■ The task:
Select every line in the material below that contains the word "tree", and copy those lines. Case counts.

Bounding-box records:
———

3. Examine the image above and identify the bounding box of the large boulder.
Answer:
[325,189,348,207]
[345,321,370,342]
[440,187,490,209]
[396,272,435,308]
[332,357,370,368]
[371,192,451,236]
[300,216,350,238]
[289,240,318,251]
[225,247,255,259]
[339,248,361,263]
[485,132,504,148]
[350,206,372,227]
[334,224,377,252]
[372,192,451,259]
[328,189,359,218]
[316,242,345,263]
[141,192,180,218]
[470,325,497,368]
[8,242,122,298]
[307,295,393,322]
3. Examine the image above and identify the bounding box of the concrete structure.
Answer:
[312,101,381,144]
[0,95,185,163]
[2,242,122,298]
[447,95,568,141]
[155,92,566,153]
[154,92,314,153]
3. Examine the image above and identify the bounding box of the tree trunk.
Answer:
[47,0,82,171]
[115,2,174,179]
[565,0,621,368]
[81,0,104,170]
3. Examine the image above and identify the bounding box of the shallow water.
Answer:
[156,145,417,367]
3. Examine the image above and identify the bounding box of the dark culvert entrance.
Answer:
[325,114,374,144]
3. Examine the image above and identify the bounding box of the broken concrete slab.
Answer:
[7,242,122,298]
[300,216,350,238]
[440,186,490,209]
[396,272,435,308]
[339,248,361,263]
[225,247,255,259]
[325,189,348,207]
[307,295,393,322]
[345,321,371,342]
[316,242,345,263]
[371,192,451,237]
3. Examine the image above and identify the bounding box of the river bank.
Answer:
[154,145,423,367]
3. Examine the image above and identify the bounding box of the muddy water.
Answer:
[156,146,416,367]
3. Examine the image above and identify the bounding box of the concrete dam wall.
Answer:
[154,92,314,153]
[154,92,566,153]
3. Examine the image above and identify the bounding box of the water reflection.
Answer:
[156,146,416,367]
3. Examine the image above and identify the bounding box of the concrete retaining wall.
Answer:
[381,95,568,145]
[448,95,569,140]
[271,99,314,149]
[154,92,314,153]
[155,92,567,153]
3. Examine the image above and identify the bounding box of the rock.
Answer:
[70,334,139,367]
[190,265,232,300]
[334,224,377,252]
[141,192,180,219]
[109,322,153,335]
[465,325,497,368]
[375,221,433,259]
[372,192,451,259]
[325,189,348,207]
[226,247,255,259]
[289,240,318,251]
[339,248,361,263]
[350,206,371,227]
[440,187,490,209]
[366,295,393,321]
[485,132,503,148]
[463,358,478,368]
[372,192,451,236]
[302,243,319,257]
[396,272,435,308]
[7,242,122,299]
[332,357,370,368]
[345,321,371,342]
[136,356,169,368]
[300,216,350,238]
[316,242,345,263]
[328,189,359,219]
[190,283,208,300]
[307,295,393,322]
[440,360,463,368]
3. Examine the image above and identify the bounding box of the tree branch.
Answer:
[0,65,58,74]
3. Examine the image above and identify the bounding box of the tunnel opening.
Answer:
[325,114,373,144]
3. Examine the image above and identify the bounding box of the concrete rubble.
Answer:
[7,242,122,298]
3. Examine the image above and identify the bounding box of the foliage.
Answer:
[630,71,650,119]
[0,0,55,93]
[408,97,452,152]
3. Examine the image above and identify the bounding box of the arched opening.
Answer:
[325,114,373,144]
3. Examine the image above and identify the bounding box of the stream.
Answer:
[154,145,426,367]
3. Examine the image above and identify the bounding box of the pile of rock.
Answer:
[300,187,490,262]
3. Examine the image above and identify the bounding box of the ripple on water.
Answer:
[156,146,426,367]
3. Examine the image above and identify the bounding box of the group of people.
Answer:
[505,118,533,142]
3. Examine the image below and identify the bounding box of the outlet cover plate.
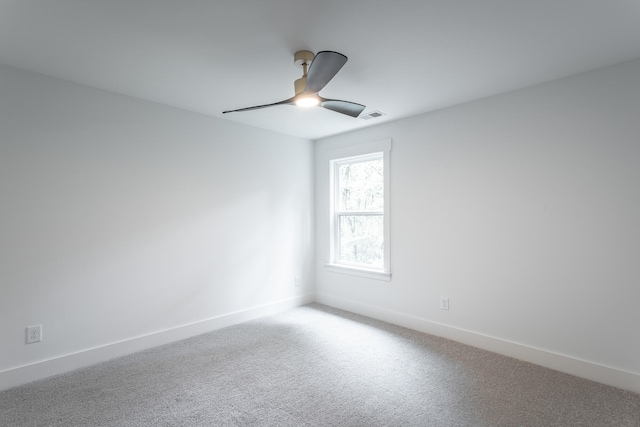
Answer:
[27,325,42,344]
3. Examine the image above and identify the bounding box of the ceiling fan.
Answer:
[223,50,365,117]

———

■ Reply to the task:
3. Examine the image above and identify the bounding box of the tree trunk.
3. Examine the image above and identify the bounding box of the tree branch.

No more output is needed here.